**Saved entries:**
------------
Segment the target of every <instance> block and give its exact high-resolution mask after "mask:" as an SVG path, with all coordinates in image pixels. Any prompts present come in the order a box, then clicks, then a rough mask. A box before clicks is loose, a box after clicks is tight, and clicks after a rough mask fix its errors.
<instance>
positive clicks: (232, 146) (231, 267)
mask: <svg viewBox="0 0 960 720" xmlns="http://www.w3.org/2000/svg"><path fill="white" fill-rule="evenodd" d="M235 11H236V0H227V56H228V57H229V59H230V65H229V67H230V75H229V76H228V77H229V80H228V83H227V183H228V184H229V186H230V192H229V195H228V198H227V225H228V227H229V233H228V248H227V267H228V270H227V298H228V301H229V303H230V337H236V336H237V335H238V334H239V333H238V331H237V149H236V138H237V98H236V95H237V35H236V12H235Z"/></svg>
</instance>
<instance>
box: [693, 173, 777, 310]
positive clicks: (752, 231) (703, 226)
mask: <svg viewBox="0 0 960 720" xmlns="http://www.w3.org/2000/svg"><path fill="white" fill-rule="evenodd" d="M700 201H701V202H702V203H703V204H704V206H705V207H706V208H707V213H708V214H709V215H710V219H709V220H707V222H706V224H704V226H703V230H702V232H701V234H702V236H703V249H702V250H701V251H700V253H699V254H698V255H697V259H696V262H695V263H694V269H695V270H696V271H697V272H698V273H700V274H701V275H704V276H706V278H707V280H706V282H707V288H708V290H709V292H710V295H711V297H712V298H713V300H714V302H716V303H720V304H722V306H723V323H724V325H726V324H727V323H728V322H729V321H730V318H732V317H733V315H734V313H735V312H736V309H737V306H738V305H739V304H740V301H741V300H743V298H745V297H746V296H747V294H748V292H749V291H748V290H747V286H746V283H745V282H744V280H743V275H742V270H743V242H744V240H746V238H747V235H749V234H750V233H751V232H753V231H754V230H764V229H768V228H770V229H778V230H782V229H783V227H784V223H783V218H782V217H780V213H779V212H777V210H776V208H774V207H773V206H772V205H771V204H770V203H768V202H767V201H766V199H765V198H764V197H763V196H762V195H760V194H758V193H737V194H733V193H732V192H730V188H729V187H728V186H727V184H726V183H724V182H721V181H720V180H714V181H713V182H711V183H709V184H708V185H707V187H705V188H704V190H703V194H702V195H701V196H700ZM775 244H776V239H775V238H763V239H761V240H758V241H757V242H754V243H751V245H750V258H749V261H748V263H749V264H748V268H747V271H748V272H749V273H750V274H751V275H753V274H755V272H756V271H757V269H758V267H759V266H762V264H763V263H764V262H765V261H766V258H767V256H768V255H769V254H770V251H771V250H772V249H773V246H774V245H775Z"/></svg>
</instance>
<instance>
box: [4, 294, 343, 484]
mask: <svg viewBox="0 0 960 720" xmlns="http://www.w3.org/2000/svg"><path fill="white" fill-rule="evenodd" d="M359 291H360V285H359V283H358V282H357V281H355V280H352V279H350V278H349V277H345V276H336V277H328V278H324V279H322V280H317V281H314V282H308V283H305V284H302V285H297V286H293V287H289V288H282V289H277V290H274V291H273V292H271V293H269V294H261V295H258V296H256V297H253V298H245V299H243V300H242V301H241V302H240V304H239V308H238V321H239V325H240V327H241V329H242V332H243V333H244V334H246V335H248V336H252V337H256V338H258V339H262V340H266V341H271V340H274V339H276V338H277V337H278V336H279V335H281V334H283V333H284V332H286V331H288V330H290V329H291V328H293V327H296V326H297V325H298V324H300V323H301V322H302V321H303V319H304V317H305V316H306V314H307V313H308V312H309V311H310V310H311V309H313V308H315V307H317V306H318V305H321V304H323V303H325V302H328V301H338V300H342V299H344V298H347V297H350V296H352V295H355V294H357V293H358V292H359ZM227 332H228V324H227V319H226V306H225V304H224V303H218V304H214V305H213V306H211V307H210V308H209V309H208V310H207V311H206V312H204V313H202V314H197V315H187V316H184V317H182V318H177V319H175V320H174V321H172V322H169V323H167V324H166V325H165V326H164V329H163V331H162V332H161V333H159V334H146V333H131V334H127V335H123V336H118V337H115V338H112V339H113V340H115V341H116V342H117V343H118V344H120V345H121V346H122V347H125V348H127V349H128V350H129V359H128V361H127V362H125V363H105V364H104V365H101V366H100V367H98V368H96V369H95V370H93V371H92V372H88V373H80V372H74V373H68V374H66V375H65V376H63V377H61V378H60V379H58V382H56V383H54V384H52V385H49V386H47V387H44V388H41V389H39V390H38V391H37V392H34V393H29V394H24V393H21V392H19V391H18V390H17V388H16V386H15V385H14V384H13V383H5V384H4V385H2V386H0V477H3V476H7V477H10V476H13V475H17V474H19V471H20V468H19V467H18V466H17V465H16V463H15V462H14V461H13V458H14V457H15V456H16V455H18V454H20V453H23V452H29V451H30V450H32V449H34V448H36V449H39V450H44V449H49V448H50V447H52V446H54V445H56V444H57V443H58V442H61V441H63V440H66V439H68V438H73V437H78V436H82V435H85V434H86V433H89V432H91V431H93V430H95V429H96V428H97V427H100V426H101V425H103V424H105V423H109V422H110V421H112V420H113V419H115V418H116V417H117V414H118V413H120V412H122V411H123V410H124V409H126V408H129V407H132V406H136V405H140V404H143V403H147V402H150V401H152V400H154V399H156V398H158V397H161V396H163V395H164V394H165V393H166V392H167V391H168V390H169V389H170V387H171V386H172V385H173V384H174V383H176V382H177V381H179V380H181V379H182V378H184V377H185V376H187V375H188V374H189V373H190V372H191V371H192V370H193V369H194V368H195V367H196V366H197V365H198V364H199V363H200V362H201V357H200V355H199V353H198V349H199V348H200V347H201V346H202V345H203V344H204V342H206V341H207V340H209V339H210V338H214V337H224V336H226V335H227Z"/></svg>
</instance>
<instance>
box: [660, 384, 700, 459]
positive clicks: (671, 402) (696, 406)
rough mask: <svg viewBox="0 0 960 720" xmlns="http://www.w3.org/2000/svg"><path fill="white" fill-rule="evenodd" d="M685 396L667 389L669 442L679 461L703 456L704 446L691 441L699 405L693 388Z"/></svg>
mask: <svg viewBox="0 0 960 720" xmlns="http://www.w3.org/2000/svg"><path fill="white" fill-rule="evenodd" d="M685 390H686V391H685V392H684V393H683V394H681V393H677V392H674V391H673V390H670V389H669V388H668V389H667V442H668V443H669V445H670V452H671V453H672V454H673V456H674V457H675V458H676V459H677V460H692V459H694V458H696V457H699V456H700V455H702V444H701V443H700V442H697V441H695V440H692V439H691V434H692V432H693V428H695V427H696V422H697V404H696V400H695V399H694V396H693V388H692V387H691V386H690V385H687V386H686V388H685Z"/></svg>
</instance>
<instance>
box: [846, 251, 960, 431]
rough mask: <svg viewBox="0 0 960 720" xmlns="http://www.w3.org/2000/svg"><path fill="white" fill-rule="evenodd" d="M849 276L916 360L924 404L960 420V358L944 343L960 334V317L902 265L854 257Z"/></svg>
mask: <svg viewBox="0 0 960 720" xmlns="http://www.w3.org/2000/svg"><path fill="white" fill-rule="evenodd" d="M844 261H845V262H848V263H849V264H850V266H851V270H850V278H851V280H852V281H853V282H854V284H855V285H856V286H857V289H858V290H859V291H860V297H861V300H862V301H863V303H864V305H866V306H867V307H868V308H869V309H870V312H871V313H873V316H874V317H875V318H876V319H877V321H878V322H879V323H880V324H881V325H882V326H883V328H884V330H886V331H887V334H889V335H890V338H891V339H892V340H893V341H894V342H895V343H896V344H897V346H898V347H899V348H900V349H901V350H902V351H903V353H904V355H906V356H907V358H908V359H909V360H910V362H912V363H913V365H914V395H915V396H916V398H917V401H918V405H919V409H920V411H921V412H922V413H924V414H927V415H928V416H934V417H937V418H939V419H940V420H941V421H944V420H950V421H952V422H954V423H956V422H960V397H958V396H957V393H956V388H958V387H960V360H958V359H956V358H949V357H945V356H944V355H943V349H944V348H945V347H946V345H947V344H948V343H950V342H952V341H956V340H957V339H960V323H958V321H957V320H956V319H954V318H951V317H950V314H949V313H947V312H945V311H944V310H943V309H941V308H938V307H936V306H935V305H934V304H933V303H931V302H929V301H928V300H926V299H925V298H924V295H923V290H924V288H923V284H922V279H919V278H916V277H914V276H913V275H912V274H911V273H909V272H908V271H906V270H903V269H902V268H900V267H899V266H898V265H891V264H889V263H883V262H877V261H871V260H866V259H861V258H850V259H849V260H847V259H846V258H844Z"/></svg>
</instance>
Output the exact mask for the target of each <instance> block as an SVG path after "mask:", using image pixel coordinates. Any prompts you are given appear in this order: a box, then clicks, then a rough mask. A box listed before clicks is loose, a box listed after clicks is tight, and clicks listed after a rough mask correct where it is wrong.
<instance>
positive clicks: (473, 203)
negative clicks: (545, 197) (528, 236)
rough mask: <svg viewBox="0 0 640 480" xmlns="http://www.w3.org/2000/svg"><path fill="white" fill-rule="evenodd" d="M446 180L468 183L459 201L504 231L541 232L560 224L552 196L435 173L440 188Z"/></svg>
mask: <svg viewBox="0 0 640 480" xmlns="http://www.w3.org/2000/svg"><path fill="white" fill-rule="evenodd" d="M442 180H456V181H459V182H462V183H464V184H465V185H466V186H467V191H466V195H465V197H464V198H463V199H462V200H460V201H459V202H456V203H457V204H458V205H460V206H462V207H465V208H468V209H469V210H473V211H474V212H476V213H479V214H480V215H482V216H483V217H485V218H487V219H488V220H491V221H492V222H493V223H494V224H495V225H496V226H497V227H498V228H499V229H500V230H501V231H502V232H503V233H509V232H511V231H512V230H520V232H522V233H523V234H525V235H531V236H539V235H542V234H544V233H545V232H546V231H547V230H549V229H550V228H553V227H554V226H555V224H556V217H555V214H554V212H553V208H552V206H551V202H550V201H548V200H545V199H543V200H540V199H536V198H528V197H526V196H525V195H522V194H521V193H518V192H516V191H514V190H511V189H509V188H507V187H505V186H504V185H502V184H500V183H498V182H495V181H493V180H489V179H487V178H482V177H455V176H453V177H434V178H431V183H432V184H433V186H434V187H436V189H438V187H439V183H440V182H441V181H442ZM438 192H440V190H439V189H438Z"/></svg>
------------
Beginning with the opening line above, retype the records exactly through the line with "box: [693, 173, 777, 310]", both ends included.

Segment the target of every <instance> block and give its exact high-resolution mask after "mask:" as an SVG path, with all coordinates in image pixels. Any prompts present come in the order a box, then clicks, then a rough mask. A box before clicks is loose, a box after clicks is tight, and clicks after a rough mask fix its errors.
<instance>
positive clicks: (232, 146) (231, 267)
mask: <svg viewBox="0 0 960 720" xmlns="http://www.w3.org/2000/svg"><path fill="white" fill-rule="evenodd" d="M235 11H236V0H227V56H228V57H229V59H230V65H229V67H230V75H229V76H228V77H229V80H228V83H227V183H228V184H229V186H230V192H229V195H228V198H227V225H228V227H229V233H228V248H227V267H228V270H227V298H228V301H229V303H230V337H236V336H237V335H238V334H239V333H238V331H237V149H236V138H237V98H236V95H237V35H236V12H235Z"/></svg>
</instance>
<instance>
box: [693, 173, 777, 310]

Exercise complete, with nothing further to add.